PROBLEM TO WORK ON
Every line in the data below that includes "headstone" belongs in the answer, copied as it stands.

______

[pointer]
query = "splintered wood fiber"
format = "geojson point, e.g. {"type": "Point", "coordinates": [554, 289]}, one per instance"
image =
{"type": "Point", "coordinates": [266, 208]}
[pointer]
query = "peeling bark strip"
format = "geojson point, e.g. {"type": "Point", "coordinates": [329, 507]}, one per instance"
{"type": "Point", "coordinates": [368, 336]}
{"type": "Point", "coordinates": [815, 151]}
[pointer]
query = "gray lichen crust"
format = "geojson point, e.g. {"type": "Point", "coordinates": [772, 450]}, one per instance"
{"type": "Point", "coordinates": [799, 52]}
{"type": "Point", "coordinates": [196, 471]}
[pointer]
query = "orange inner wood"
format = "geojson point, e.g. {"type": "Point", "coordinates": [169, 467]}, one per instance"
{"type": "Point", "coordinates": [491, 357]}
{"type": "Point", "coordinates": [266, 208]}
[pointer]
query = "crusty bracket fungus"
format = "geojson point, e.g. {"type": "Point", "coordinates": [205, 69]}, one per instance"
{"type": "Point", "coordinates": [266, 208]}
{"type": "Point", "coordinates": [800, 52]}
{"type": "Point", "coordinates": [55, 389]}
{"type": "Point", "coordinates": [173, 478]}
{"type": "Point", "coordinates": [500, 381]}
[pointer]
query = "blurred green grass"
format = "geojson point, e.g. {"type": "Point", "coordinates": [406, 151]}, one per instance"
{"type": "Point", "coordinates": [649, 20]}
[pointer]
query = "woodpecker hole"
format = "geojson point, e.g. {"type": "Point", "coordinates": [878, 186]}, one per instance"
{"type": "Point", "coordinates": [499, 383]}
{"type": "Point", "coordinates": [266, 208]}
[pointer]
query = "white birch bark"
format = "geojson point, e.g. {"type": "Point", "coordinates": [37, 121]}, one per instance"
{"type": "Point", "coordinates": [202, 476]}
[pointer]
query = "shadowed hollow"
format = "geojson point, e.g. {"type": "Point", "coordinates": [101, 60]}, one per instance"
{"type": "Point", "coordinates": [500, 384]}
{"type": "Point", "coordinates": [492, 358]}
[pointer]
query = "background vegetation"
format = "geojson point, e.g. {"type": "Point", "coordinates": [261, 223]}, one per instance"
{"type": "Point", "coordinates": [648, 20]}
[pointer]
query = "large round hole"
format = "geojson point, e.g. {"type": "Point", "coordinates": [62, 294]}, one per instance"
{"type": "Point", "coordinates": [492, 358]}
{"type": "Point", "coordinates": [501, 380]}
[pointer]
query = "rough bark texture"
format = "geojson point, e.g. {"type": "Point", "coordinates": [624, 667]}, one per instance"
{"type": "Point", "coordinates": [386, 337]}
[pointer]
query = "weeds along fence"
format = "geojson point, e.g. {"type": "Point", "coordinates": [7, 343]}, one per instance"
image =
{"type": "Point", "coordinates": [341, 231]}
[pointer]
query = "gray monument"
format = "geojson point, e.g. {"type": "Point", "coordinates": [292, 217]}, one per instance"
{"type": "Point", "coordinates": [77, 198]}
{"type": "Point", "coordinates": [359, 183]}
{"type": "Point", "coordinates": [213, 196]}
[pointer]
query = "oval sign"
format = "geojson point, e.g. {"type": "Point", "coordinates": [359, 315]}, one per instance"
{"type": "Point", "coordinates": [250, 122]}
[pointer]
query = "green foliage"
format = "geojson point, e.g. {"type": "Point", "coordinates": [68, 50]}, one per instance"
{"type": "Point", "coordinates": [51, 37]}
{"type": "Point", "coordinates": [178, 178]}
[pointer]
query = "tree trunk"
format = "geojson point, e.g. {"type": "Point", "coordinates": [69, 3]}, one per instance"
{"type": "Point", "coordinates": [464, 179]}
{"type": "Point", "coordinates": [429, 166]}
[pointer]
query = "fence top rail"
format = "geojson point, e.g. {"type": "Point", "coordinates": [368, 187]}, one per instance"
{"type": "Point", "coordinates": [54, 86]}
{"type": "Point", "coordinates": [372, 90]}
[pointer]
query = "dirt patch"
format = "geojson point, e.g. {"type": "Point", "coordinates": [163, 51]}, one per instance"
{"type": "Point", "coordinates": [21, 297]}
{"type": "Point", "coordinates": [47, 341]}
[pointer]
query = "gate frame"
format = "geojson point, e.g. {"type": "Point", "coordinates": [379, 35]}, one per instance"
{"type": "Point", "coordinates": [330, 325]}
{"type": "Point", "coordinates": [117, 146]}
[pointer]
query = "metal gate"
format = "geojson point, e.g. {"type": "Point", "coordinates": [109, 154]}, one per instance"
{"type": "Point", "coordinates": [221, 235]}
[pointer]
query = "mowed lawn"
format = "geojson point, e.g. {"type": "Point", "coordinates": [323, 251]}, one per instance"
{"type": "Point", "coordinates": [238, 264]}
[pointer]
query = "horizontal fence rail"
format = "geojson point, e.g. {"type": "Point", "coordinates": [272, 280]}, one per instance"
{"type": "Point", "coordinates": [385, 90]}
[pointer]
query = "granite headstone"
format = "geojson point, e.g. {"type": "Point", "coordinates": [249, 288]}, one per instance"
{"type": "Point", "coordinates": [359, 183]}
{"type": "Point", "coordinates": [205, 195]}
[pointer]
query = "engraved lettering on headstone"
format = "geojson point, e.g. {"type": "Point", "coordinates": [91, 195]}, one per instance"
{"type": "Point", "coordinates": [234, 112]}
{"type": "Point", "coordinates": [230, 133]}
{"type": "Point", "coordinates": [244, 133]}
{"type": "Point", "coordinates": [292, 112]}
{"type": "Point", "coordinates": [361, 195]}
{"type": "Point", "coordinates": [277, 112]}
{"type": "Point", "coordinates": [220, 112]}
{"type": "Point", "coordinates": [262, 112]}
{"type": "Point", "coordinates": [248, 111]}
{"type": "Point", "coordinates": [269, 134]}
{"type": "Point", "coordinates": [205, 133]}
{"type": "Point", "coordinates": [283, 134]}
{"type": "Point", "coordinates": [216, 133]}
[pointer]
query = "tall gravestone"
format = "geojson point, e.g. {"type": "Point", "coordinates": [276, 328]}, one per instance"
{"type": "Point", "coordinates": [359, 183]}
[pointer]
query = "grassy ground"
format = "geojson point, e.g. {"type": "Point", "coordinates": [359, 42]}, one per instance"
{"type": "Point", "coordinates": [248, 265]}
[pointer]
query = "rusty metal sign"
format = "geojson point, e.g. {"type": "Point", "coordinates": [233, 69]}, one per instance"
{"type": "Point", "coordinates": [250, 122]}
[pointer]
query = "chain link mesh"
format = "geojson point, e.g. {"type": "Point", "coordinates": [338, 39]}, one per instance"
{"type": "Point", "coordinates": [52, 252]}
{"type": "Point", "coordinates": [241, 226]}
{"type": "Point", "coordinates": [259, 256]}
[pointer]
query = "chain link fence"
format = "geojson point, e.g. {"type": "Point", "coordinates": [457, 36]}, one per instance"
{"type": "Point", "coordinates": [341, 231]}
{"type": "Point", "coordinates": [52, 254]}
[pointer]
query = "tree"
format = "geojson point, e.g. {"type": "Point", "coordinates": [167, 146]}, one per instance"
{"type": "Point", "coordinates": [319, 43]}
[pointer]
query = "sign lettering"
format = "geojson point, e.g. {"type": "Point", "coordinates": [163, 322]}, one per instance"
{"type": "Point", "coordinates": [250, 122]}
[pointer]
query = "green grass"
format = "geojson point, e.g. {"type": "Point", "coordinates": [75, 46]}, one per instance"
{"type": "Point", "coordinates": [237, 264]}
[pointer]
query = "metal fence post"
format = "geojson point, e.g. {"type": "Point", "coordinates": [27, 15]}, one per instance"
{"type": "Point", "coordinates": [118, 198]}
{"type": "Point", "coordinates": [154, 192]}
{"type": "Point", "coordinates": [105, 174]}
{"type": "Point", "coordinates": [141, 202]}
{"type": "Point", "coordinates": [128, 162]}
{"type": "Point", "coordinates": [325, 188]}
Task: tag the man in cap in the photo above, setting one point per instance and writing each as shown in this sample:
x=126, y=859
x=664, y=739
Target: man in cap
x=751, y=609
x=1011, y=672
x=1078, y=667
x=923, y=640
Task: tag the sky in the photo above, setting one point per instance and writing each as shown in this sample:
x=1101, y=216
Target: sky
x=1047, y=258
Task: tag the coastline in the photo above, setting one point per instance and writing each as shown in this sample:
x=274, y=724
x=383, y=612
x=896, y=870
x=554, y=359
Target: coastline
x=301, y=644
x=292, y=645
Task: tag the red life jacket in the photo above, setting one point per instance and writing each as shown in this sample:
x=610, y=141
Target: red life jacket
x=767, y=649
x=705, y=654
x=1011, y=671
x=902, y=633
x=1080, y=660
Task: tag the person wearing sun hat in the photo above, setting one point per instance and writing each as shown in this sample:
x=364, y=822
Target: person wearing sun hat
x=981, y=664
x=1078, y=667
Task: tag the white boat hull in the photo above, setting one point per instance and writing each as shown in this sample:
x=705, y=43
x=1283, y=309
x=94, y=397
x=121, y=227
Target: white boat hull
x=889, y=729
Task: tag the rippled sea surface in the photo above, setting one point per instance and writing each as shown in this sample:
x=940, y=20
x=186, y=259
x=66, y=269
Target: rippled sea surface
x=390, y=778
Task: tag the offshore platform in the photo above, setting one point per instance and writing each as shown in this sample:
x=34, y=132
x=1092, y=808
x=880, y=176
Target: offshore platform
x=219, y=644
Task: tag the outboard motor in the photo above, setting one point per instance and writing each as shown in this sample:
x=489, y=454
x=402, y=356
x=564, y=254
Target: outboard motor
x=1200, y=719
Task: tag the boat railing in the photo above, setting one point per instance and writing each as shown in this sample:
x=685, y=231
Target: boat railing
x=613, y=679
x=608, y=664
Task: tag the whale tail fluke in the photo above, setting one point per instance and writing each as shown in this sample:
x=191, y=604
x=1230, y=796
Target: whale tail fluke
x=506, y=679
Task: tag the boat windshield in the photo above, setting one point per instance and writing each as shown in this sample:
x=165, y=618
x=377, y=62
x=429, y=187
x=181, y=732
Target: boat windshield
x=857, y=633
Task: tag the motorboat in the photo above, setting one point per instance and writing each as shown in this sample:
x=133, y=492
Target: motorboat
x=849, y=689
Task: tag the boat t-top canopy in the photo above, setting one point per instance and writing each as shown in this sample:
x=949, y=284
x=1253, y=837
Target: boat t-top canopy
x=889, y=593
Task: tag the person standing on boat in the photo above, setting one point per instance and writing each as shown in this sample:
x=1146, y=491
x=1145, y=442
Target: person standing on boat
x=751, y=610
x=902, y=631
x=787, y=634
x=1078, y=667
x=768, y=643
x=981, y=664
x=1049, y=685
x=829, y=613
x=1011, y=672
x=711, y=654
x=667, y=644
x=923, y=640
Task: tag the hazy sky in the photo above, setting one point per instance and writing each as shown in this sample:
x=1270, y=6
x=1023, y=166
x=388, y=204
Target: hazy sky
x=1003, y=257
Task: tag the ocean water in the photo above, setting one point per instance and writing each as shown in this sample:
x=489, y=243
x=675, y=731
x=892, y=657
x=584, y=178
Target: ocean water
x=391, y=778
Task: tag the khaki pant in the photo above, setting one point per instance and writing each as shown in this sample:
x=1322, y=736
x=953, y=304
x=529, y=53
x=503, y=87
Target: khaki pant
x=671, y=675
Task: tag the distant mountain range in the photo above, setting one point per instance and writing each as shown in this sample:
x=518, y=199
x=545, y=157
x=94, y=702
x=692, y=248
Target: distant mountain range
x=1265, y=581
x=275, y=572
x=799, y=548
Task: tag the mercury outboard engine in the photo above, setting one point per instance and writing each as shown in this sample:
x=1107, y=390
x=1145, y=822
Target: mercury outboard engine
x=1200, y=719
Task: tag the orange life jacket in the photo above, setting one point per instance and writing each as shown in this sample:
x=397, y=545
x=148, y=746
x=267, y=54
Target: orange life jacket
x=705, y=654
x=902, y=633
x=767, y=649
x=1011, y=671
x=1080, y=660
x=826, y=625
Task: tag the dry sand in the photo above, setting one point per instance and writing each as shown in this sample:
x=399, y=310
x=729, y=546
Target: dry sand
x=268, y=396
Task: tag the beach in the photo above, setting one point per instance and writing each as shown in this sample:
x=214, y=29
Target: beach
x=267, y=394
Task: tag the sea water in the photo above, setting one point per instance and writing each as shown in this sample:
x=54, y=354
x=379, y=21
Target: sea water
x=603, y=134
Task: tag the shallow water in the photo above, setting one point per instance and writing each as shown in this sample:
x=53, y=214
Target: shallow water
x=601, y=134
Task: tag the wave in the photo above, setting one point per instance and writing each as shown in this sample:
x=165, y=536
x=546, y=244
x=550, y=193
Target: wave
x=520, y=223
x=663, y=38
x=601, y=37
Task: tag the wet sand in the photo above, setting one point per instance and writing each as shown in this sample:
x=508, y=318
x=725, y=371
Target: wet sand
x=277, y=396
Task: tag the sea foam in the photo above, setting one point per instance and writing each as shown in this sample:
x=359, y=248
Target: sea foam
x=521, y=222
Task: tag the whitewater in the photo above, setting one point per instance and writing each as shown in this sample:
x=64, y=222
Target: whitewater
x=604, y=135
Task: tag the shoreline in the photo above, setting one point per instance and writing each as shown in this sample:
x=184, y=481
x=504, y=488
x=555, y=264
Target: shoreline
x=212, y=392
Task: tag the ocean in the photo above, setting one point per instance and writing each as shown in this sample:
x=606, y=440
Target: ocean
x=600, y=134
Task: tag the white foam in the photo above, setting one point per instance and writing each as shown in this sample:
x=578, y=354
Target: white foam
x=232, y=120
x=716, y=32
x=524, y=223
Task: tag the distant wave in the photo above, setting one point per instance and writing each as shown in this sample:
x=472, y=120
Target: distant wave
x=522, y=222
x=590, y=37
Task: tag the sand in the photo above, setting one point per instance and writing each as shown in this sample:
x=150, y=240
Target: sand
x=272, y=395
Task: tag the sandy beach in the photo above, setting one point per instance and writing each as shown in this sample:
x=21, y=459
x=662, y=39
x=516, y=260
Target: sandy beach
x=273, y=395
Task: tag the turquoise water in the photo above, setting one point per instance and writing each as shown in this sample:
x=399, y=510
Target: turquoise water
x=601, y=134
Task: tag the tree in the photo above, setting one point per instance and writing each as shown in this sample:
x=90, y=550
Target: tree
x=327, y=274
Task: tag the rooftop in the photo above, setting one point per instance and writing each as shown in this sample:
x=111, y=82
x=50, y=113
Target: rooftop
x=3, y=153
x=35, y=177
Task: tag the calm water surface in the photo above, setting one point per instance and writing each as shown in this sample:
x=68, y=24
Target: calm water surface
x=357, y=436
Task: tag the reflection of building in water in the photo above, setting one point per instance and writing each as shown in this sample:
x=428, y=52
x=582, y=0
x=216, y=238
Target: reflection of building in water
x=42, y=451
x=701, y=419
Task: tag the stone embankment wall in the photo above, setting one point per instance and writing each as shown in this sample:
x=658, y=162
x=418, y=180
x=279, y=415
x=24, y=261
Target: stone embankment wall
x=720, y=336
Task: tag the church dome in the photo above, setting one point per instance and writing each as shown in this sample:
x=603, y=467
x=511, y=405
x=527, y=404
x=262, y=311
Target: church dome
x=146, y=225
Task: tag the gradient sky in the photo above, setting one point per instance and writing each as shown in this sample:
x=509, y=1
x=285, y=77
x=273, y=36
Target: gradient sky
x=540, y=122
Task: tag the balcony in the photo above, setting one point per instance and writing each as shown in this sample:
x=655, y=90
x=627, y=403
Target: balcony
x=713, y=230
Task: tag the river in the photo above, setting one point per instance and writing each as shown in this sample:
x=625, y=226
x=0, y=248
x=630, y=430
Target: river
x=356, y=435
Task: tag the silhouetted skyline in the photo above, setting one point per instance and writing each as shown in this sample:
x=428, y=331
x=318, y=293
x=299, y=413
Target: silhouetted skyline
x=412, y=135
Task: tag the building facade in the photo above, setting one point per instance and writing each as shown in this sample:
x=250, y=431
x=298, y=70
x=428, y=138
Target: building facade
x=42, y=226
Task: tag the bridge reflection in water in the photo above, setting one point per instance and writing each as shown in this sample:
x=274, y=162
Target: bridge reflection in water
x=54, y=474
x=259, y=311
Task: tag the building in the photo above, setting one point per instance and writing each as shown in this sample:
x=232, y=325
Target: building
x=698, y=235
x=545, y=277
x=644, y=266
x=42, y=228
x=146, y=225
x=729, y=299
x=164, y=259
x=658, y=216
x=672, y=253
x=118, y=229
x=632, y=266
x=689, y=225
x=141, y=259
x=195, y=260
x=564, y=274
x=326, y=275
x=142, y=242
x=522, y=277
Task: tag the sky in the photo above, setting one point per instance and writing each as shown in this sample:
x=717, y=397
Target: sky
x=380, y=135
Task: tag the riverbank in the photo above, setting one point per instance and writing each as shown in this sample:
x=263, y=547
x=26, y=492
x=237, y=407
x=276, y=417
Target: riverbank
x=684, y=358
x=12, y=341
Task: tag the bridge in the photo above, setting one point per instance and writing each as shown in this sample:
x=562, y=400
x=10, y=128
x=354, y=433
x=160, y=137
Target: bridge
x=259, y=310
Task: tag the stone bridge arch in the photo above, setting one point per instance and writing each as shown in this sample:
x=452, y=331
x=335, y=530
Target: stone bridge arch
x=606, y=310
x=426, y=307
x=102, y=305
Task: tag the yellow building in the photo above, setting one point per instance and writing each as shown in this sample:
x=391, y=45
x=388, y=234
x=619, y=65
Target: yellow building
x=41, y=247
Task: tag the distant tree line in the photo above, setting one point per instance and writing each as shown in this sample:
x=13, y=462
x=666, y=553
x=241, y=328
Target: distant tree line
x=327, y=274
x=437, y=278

______

YOUR SOLUTION
query = "granite headstone"
query = "engraved lettering on headstone"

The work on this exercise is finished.